OBJECTIVES →
1. In the email about Queensland thunderstorms, what does D represent in the absolute vorticity equation?
2. Tally the lines of the rows that contain the string "mask", treating uppercase and lowercase as different, and reply with the number alone.

DOCUMENT SEGMENT →

□ □ □

Forgot the state :-)

Anthony Cornelius wrote:
> 
> Hi Jason,
> 
> I used to believe that SE QLD, Wide Bay and Darling Downs districts were
> the only 'hot spots' for severe thunderstorms.  It was only when I was
> able to get onto the internet and look at sat pics that I realised that
> inland Australia also gets their fair share of storms.  One interesting
> note is that central QLD occassionally does get upper level cold pools
> that move northwards.  By the time they reach the east coast near SE QLD
> often they're in a very weakened state.  DP's can also get quite high,
> in the order of the low 20's.  They'd probably be even higher if it
> wasn't for the Great Dividing Range - as some moisture is lost when air
> is forced to rise over the mountains, condenses, and then sinks again.
> 
> If only we had 4000-5000m ranges west of central Queensland, we'd really
> be having some fun :-)  The mountains help induce an upper level
> trough.  As air moves towards to the mountain range, the depth of the
> column of air is forced to be compressed, through the absolute vorticity
> equation (zeta + f)/D = Constant
> 
> Where zeta is the relative vorticity, f is the coriolis parameter that
> remains constant at a given latitude, and D is the depth of the column
> of air.  The constant, and the coriolis parameter are negative (from
> memory), in the southern hemisphere.
> 
> As D decreases, zeta must become more positive to compensate, and an
> anti-cyclonic curve in the air stream occurs, so an upper level ridge
> will sit over the first half of the mountain range, and also for a
> distance 'x' before it.  As D increases, zeta must become more negative
> to compensate, and a cyclonic curve in the jet is induced.  Thus, we
> have an upper level trough forming on the lee-side of the mountain
> range.
> 
> This would certainly be an advantage for us :)
> 
> But you're reasoning about the population density is certainly correct.

□ □ □

DATASET →
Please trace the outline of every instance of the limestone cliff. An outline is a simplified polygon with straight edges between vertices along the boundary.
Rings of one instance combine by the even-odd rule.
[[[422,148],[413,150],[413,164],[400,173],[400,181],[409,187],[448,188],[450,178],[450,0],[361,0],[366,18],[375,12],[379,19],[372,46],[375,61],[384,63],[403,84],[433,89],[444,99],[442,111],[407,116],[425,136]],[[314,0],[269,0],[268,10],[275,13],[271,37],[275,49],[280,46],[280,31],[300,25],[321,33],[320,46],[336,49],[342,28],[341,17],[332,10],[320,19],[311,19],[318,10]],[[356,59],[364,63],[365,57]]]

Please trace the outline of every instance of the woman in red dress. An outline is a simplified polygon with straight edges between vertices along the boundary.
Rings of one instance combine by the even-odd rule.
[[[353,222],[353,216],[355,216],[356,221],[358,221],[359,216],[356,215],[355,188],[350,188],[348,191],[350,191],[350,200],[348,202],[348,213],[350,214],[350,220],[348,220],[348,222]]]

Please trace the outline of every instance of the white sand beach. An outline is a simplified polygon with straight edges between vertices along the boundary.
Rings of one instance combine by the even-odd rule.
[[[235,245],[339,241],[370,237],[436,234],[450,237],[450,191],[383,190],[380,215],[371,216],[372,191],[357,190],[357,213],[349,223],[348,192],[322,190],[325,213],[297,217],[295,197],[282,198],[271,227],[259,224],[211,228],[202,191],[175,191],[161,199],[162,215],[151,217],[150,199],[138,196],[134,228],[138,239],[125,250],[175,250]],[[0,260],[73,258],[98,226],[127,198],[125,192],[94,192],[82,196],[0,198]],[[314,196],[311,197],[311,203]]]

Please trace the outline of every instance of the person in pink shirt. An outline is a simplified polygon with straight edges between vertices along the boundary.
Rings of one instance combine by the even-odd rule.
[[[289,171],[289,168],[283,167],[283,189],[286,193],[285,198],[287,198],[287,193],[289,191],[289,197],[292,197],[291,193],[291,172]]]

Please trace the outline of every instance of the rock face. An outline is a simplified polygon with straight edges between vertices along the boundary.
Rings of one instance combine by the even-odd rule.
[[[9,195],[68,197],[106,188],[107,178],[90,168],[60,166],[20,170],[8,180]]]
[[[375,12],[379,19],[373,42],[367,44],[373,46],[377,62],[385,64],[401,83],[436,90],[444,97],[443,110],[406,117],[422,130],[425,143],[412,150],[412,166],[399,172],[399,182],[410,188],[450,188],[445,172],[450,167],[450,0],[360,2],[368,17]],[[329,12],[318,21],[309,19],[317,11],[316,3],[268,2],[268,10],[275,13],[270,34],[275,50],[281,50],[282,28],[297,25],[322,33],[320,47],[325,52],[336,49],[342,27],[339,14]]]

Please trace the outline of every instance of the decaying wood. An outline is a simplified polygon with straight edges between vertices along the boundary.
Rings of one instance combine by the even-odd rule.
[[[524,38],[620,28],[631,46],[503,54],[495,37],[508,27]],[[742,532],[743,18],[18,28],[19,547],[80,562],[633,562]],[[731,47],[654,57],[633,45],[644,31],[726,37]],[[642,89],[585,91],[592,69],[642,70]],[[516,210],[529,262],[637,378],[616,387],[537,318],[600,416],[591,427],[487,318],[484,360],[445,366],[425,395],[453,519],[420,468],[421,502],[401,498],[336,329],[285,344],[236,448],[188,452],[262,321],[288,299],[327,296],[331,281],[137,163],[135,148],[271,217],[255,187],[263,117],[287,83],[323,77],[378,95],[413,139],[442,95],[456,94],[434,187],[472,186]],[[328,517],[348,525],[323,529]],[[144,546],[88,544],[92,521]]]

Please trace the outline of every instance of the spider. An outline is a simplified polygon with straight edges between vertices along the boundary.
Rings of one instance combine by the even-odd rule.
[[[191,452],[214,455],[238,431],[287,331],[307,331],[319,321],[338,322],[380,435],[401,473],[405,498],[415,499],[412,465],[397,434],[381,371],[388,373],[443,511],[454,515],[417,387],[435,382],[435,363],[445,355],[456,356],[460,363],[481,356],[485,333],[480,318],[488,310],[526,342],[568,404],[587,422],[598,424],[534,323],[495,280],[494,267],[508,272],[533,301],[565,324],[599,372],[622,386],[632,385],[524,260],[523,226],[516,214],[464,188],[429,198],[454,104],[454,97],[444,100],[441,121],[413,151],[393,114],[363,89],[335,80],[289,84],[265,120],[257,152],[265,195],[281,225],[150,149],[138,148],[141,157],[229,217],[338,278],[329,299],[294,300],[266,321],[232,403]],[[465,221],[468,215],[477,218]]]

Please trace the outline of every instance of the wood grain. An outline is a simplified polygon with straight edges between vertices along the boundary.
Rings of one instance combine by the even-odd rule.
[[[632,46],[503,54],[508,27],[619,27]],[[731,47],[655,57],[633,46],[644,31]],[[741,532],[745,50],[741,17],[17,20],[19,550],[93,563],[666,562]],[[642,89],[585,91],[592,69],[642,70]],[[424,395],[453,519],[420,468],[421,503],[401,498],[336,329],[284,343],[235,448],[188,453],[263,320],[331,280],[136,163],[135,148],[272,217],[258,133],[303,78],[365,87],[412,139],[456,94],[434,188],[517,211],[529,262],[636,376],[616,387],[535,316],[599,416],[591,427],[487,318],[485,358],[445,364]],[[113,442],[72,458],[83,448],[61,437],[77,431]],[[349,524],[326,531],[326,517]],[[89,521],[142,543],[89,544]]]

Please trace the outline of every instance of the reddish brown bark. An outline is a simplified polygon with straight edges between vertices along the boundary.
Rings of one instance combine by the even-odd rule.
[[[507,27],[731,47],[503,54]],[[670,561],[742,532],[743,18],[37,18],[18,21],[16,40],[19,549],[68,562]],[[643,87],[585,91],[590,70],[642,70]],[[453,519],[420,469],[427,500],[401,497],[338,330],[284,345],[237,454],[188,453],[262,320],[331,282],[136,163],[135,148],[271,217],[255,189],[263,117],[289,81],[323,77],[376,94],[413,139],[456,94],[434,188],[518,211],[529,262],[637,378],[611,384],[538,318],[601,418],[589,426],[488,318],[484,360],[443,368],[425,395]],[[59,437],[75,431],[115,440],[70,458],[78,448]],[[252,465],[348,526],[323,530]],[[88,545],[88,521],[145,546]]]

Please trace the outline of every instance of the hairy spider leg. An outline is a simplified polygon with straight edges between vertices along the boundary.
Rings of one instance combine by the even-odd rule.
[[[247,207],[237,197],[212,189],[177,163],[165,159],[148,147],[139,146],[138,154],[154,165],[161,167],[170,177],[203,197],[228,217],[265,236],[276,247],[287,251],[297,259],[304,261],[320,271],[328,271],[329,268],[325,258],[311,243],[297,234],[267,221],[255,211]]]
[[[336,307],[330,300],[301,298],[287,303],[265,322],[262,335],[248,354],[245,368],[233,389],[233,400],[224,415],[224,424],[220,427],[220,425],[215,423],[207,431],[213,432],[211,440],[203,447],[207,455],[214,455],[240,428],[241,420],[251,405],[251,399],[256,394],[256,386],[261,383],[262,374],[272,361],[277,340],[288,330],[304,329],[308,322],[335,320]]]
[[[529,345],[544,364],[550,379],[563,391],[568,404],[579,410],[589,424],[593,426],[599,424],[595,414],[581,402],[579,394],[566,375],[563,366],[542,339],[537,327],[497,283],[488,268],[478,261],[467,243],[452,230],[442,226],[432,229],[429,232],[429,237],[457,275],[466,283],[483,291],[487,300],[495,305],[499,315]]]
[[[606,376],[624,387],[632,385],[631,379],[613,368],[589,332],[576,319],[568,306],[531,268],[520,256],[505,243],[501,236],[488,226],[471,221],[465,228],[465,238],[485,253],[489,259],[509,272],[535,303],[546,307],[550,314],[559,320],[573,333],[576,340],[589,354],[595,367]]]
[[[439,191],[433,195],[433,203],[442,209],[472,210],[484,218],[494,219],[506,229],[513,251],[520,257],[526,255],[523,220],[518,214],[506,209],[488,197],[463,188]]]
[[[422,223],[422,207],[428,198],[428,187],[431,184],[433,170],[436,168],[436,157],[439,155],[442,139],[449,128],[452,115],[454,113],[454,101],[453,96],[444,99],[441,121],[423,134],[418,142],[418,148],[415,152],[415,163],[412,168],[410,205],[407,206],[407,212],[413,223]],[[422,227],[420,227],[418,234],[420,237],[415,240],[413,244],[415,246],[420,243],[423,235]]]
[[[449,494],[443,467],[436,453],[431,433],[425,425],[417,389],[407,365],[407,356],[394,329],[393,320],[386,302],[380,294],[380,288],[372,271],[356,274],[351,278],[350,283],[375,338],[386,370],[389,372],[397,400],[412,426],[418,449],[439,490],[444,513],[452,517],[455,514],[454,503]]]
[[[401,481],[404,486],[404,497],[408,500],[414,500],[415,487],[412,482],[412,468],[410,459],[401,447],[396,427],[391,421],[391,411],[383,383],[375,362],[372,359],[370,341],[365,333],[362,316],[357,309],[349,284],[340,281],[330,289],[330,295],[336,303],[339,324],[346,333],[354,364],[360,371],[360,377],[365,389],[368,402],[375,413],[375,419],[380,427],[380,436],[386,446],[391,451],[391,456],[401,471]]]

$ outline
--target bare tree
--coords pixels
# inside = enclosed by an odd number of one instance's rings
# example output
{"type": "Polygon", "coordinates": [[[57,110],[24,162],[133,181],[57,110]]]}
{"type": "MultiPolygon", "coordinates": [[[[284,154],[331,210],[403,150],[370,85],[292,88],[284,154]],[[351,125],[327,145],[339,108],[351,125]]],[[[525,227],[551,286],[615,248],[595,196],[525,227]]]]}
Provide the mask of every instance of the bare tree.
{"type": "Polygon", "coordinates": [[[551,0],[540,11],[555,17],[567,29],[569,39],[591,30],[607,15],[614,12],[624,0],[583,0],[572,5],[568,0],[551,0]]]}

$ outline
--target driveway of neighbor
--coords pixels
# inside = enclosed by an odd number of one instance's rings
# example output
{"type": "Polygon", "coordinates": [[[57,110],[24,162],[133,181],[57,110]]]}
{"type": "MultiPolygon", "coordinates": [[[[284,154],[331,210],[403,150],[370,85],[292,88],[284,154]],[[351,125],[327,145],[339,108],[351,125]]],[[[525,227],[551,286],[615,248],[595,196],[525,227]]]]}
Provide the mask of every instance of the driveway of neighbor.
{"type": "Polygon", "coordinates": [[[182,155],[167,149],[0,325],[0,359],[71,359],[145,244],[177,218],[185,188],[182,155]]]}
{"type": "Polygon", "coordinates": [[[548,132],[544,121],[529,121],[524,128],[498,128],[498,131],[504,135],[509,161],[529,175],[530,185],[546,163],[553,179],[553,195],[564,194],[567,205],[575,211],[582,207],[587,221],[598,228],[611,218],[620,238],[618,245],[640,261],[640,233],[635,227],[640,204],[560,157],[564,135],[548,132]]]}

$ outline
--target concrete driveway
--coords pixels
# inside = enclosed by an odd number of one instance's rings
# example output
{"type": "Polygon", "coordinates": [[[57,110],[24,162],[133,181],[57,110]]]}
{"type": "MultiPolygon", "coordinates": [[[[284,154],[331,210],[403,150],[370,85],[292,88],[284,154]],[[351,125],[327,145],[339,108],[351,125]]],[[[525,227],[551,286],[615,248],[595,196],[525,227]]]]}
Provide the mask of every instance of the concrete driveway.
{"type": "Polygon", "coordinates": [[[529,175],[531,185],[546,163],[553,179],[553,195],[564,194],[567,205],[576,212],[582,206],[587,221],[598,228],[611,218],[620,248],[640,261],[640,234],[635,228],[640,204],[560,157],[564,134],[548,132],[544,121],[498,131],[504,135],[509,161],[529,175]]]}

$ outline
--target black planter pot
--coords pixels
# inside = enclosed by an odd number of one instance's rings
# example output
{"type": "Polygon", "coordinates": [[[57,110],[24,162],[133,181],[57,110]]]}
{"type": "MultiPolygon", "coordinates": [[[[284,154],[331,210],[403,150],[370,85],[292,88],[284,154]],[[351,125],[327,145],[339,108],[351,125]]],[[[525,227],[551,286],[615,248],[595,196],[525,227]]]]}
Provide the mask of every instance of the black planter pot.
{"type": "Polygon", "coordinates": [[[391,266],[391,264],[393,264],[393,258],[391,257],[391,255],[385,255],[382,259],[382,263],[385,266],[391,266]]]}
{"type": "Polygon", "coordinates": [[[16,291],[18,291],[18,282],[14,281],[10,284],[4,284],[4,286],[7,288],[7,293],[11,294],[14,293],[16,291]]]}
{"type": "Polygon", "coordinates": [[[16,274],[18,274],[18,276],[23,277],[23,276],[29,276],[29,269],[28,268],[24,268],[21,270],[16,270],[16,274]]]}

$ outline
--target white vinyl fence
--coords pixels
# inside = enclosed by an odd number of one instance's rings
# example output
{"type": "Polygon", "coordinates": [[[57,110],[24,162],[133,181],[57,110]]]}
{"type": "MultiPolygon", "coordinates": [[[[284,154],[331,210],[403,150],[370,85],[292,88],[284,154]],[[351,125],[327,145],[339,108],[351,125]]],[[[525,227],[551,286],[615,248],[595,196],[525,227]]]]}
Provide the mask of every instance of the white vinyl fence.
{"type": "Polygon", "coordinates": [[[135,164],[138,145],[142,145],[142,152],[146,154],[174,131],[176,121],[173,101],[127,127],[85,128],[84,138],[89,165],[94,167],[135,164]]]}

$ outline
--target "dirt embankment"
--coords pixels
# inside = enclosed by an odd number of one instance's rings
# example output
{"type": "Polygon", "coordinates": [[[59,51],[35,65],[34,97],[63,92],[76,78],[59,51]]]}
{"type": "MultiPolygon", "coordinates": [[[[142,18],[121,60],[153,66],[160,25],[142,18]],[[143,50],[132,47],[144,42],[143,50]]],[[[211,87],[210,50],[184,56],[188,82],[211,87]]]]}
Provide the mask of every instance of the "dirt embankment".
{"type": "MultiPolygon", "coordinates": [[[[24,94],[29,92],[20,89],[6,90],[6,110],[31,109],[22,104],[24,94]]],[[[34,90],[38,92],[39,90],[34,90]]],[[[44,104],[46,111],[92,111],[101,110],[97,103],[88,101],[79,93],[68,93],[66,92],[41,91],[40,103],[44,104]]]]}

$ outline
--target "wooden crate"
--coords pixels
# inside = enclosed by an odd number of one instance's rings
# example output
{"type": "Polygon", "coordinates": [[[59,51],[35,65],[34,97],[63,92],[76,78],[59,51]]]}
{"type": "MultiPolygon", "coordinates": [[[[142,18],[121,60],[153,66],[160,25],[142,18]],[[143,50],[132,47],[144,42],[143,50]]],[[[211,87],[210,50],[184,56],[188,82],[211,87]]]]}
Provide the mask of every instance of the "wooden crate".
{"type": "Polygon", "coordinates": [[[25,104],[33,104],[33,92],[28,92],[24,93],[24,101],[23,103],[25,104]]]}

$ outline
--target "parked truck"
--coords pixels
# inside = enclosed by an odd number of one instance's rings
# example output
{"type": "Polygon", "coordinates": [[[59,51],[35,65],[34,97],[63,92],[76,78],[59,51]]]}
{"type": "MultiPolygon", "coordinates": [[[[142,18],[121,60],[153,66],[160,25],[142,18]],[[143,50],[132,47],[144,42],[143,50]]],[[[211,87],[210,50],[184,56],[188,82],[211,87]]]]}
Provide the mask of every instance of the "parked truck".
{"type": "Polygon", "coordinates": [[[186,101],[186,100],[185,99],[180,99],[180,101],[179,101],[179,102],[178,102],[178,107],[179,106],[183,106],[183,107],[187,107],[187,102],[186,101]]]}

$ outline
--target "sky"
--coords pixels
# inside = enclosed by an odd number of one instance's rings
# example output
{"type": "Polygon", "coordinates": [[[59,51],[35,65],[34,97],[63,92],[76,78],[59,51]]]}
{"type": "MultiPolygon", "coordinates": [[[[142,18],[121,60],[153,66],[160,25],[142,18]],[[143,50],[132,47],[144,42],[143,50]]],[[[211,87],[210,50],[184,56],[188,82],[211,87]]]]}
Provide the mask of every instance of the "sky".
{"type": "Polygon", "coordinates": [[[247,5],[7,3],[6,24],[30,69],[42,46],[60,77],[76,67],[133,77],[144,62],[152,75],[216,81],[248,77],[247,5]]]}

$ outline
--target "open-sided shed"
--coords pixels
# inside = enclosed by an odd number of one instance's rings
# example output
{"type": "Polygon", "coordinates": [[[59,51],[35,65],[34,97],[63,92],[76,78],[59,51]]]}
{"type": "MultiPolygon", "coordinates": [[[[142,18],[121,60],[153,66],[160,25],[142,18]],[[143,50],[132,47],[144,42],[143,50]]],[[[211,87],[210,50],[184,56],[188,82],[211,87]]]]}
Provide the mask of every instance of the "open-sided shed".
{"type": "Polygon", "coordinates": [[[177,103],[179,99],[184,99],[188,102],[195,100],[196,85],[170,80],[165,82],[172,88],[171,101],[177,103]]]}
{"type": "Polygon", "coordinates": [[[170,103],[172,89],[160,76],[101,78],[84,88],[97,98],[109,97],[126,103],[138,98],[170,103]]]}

□ □ □

ANSWERS TO THE EXERCISES →
1. D is the depth of the column of air.

2. 10